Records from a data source
-*-*-

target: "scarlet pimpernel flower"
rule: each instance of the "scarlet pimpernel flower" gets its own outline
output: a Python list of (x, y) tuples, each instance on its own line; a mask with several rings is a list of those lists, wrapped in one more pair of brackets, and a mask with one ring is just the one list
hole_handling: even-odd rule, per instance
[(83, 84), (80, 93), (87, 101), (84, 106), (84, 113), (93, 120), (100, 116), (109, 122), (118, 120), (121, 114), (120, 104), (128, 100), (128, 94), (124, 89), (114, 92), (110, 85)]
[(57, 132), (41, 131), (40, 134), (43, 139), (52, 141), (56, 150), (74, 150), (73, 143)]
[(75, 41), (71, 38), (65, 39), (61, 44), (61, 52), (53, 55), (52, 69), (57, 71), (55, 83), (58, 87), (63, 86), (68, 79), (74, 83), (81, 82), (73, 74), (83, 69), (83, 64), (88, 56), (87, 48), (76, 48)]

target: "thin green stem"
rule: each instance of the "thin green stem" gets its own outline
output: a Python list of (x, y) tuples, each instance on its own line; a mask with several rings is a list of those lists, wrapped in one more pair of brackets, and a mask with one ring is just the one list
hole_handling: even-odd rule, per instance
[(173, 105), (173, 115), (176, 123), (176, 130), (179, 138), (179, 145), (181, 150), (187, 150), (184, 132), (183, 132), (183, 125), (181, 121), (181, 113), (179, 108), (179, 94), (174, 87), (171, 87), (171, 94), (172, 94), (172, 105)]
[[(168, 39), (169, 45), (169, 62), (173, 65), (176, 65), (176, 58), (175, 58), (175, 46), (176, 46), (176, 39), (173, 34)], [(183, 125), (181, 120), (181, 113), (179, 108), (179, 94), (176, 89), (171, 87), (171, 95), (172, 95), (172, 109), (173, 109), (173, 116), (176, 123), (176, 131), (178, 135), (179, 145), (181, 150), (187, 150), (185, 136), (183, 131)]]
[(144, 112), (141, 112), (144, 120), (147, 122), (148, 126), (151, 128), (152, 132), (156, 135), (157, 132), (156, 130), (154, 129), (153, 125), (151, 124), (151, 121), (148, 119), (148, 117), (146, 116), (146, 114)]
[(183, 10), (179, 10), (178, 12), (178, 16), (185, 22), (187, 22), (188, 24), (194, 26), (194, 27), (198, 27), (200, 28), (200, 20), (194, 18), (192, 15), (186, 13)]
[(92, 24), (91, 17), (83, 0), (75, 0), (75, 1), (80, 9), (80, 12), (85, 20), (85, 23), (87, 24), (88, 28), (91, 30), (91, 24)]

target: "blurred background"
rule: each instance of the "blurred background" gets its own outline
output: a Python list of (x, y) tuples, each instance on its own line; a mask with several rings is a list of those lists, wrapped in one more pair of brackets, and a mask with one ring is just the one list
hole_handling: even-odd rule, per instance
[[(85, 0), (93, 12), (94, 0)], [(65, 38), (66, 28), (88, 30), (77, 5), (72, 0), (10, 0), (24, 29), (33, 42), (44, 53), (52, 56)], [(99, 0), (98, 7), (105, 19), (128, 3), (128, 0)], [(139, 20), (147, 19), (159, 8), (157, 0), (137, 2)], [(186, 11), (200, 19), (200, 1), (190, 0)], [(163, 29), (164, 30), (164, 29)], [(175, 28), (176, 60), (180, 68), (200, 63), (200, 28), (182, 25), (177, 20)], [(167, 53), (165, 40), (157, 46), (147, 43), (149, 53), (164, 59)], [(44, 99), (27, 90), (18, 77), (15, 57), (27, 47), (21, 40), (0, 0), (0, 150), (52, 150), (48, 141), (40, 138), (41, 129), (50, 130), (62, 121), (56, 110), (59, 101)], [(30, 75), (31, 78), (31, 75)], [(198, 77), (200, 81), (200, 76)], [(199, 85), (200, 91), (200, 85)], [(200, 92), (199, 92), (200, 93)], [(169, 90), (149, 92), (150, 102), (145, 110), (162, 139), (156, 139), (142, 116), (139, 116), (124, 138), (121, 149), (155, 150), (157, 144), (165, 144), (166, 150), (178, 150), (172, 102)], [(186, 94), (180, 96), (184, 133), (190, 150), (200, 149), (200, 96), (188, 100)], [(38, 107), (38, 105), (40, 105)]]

-*-*-

Swap "instance" for "occurrence" in everything from the start of the rows down to the line containing "48), (76, 48)]", and keep everything else the same.

Problem solution
target: "scarlet pimpernel flower"
rule: each occurrence of the "scarlet pimpernel flower" gets its own outline
output: a Python list of (x, y) tuples, each occurrence on its own line; a mask with several rings is a list of those lists, wrapped in one more pair of brackets, and a mask with one ring is just the one list
hole_handling: even-odd rule, per occurrence
[(83, 84), (80, 93), (87, 101), (84, 106), (84, 113), (93, 120), (100, 116), (109, 122), (118, 120), (121, 114), (120, 104), (128, 100), (128, 94), (124, 89), (114, 92), (110, 85)]
[(57, 132), (41, 131), (40, 134), (43, 139), (52, 141), (56, 150), (74, 150), (73, 143)]
[(75, 41), (71, 38), (65, 39), (61, 44), (61, 52), (53, 55), (52, 69), (57, 71), (55, 83), (58, 87), (63, 86), (68, 79), (74, 83), (81, 82), (73, 74), (83, 69), (83, 64), (88, 56), (87, 48), (76, 48)]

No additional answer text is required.